• **Data**:

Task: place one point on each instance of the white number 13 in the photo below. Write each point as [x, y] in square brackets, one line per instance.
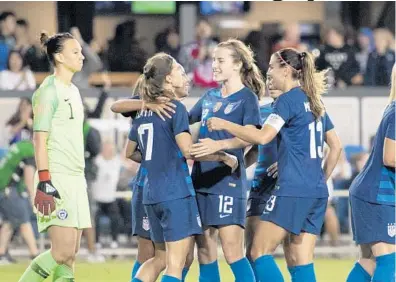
[312, 146]
[149, 146]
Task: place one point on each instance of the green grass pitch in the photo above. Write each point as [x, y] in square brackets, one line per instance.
[327, 270]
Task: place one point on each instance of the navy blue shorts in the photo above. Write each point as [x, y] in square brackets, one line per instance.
[140, 222]
[256, 203]
[174, 220]
[218, 210]
[295, 214]
[372, 222]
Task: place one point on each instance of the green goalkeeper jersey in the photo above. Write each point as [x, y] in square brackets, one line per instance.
[11, 166]
[58, 110]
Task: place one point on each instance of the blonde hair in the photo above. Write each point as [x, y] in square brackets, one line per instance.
[312, 82]
[250, 73]
[150, 84]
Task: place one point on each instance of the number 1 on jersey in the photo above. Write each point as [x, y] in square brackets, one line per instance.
[149, 146]
[312, 144]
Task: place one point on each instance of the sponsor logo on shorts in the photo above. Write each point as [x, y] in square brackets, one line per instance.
[199, 220]
[62, 214]
[392, 229]
[145, 224]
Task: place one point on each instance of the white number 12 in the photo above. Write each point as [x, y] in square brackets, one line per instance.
[312, 145]
[149, 146]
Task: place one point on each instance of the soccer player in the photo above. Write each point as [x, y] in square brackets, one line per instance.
[61, 196]
[221, 193]
[372, 199]
[168, 194]
[264, 178]
[17, 165]
[296, 208]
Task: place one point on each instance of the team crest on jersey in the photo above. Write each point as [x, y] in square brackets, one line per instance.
[145, 224]
[199, 220]
[392, 229]
[62, 214]
[231, 107]
[217, 106]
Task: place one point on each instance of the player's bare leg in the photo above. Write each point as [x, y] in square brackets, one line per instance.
[207, 245]
[299, 249]
[28, 235]
[176, 255]
[151, 269]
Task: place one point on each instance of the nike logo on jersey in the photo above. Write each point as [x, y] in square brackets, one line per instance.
[49, 189]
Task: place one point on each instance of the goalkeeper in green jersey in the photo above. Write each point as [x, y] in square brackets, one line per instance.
[16, 185]
[61, 199]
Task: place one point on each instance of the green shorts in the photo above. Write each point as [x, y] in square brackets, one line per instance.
[73, 209]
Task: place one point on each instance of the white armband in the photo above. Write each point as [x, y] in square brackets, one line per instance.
[275, 121]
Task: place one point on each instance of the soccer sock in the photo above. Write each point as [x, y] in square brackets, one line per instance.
[242, 270]
[252, 265]
[267, 270]
[166, 278]
[358, 274]
[385, 269]
[302, 273]
[184, 274]
[63, 273]
[135, 269]
[209, 272]
[40, 268]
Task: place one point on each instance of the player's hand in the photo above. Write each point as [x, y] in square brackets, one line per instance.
[205, 147]
[44, 201]
[216, 124]
[273, 170]
[231, 161]
[161, 109]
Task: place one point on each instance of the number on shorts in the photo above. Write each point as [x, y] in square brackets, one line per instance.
[270, 203]
[149, 146]
[225, 204]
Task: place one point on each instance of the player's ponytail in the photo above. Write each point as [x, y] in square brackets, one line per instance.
[250, 73]
[312, 82]
[392, 94]
[151, 84]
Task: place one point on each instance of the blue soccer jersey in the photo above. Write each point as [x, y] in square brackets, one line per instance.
[241, 108]
[267, 155]
[300, 147]
[167, 174]
[376, 182]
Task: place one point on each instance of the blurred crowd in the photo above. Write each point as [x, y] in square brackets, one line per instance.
[355, 57]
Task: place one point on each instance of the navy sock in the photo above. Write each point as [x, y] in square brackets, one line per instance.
[358, 274]
[302, 273]
[267, 270]
[242, 270]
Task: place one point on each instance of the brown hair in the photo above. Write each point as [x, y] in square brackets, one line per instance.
[150, 84]
[313, 82]
[54, 44]
[250, 73]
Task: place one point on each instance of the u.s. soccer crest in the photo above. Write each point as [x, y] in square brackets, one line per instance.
[145, 224]
[392, 229]
[217, 106]
[231, 107]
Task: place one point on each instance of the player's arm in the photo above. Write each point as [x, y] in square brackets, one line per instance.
[45, 103]
[389, 157]
[335, 146]
[132, 105]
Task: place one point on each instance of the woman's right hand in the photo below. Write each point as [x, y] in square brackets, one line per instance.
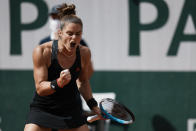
[64, 79]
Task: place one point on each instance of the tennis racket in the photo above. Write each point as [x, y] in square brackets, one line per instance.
[110, 109]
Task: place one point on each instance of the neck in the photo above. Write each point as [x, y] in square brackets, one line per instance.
[63, 49]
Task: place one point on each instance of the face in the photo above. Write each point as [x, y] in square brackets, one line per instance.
[71, 35]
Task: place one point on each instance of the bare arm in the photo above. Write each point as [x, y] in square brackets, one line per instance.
[41, 72]
[83, 80]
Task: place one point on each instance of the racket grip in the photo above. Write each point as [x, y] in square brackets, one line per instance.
[91, 119]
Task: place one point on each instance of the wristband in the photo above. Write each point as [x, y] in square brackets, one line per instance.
[54, 85]
[91, 103]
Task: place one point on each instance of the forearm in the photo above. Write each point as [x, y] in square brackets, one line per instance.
[85, 90]
[44, 88]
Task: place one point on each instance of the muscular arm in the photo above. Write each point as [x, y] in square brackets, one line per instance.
[83, 80]
[41, 72]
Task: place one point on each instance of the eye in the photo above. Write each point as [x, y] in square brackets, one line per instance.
[78, 34]
[70, 33]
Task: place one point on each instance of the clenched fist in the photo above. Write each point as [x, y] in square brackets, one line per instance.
[64, 79]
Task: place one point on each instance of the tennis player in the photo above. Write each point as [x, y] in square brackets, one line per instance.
[61, 74]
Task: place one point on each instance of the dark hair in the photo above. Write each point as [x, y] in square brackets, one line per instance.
[67, 14]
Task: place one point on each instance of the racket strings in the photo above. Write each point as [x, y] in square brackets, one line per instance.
[116, 110]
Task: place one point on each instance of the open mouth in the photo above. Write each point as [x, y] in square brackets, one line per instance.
[73, 44]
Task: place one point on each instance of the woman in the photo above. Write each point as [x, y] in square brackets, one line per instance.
[61, 74]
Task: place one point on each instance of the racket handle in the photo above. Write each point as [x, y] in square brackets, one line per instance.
[91, 119]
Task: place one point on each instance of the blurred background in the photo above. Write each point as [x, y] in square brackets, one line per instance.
[142, 50]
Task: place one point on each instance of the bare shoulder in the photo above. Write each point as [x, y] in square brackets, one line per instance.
[85, 51]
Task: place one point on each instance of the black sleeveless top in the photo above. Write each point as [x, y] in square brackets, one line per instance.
[65, 101]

• **Work to complete**: Write every entry out again exactly, dropping the pictures.

• **Output below**:
Task: place one point on each instance of the white number 13 in the photo below. Write each point as [x, y] in square brackets, one line per instance.
[312, 146]
[149, 146]
Task: place one point on each instance of the green grass pitch in the photo above. Write each point as [x, y] in square brackets, one line per instance.
[327, 270]
Task: place one point on each instance of the navy blue shorts in the photo above. Write each point as [x, y] in square brackets, one line per instance.
[140, 222]
[256, 203]
[174, 220]
[218, 210]
[295, 214]
[372, 222]
Task: place one point on each instance of the green goalkeeper jersey in the photo above. Write each point as [x, y] in square brackets, one line per instance.
[11, 166]
[58, 110]
Task: place one point on each instance of the blonde hair in the photo above. Write each point as [x, y] in square brackets, one line per instance.
[312, 82]
[250, 73]
[150, 84]
Task: place one point on each instance of the number 1 on jersey in the photo above. Write each point as [x, y] in square brackets, one line per instance.
[149, 146]
[312, 144]
Task: place one point on each instance of the sponsor logo on shorts in the photo above. Write each point as [x, y] in square brackets, one line per instance.
[199, 220]
[62, 214]
[392, 229]
[145, 224]
Task: place one point on each instance of the white number 12 in the photo above. Write each point as [x, y] in square brackets, one line per instance.
[312, 145]
[149, 146]
Task: place one point on each instance of the soccer player in the photo above. Write each point as [x, y] in square brackets, one line per instance.
[61, 196]
[221, 193]
[372, 199]
[168, 194]
[264, 178]
[17, 165]
[296, 208]
Task: place one point on each instance of the team crest on jersey in the photo above. Write each point as [x, y] in square brackets, one line per instance.
[145, 224]
[199, 220]
[392, 229]
[62, 214]
[231, 107]
[217, 106]
Task: place one point on each instance of the player's bare leg in the photo above. Write each point as [x, y] in square brackets, one line per instance.
[207, 245]
[299, 249]
[28, 235]
[176, 255]
[151, 269]
Task: place one point on each instance of the nike logo on jersey in the photo above. Write each point as [x, y] in square brackets, one line per instance.
[49, 189]
Task: place one point on each instance of the goalkeeper in green jersey in the photo above. Write each point as [x, y] in square brackets, one line per instance.
[16, 185]
[61, 199]
Task: place one point on each instance of the green shorts in the photo above. Write each point as [x, y] in square brackets, one line per instance.
[73, 209]
Task: place one point on each instance of the white armband in the photo above. Write each point as [x, y] in square brackets, one line per instance.
[275, 121]
Task: place one point on each instance of the soccer sock in the photo above. Write each point as [x, y] in square brackets, one line per instance.
[242, 270]
[252, 265]
[267, 270]
[166, 278]
[358, 274]
[385, 269]
[302, 273]
[184, 274]
[63, 273]
[135, 269]
[209, 272]
[40, 268]
Task: place one point on each instance of the player's hand in the photo above. Write each point as [x, y] in square brackets, one line per instance.
[205, 147]
[44, 201]
[216, 124]
[273, 170]
[231, 161]
[161, 109]
Task: place one point on each instance of the number on shorts in the photo above. Write each point as [x, y] in square brackets, one line per instance.
[270, 203]
[149, 146]
[225, 204]
Task: place one point on each instance of the player's ponytail in the photo above. Write each point as [x, y] in square brackets, one line per instance.
[250, 73]
[312, 82]
[392, 94]
[151, 84]
Task: place one point on each instance of the blue soccer jersey in the photo above. Write each point as [x, y] in square brackets, one line per instance.
[241, 108]
[267, 155]
[300, 147]
[167, 174]
[376, 182]
Task: place one point on each instance of the blurred crowd in the photo above. Write each point as [x, y] in square brackets, one line per instance.
[355, 57]
Task: place one point on each instance of the navy sock in the photo above. Write each point as [x, y] in square brackets, one line per instance.
[358, 274]
[302, 273]
[267, 270]
[242, 270]
Task: place one point on each instance of the brown hair in the photo above. Write each point as [x, y] in square brackets, one line per instance.
[150, 84]
[313, 82]
[54, 44]
[250, 73]
Task: place one point on each instance of the u.s. soccer crest in the photo above. Write each point as [x, y] in square brackets, one line per instance.
[145, 224]
[392, 229]
[217, 106]
[231, 107]
Task: place one point on each instance of the player's arm in the photo above. Write each point as [x, y] in square brackets, one line per instance.
[45, 103]
[389, 157]
[335, 146]
[132, 105]
Task: place one point on each instance of the woman's right hand in the photo below. Write each point as [x, y] in square brackets, one line per instance.
[64, 79]
Task: place one point on each instance of the tennis racket in the photo above. Write each point as [x, y] in square brackets, one line per instance.
[110, 109]
Task: place one point on each instance of the neck in the photo above. Write each point as [x, y] in square brackets, one line per instance.
[63, 49]
Task: place one point on each instance of the face in the photo above. Write each point as [x, y] in square brackets, one line per instance.
[71, 35]
Task: place one point on each instance of the bare arm in the photo above. Write each point as [x, y] in square brackets, one line per instance.
[41, 72]
[83, 80]
Task: place one point on each instance of the racket grip in the photo above. Write each point as [x, y] in square brackets, one line per instance.
[91, 119]
Task: place one point on each instance of the wristband in the photo above. Write each point as [x, y] in square brackets, one line per instance.
[54, 85]
[91, 103]
Task: place one point on each instance of the forearm in the photo above. Write each point as [x, y] in square brackets, one line per instance.
[85, 90]
[44, 88]
Task: place one point on each instance of the muscular arm in the photo above. Write each point as [x, y] in square brackets, one line per instance.
[83, 80]
[41, 72]
Task: place one point on each instance of the eye in the photo above. Write each point as [x, y] in square brackets, one line per instance.
[78, 34]
[70, 33]
Task: place one point on each instance of the clenched fist in the photo above. Write each point as [x, y] in square brackets, one line per instance.
[64, 79]
Task: place one point on each instance of the tennis player in the photo above. Write each point as [x, y] in square brackets, one line per instance.
[61, 74]
Task: place one point on each instance of the dark hair in the photo above. Write each point as [x, y] in square brackets, one line per instance.
[67, 14]
Task: place one point on each instance of the racket strings in the photo above. Write each point as [x, y] in square brackets, one line per instance.
[116, 110]
Task: place one point on each instance of the open mouth in the photo above. Write each point as [x, y] in square brackets, one line per instance.
[73, 44]
Task: place one point on each instance of the woman in the photo above. Write each point as [x, y] in square brackets, one line per instance.
[61, 74]
Task: place one point on each instance of the racket handle in the photo above. Write each point as [x, y] in square brackets, one line per instance.
[91, 119]
Task: place one point on each instance of the blurred background in the photo above. Write each point as [x, y] in square brackets, one line per instance.
[142, 50]
Task: place one point on each instance of the bare shoulder in the photo above. Write each point as [x, y] in square brackets, one line per instance.
[85, 51]
Task: place one point on each instance of the black sleeveless top in the photo above. Write each point as [x, y] in square brackets, one line per instance.
[65, 101]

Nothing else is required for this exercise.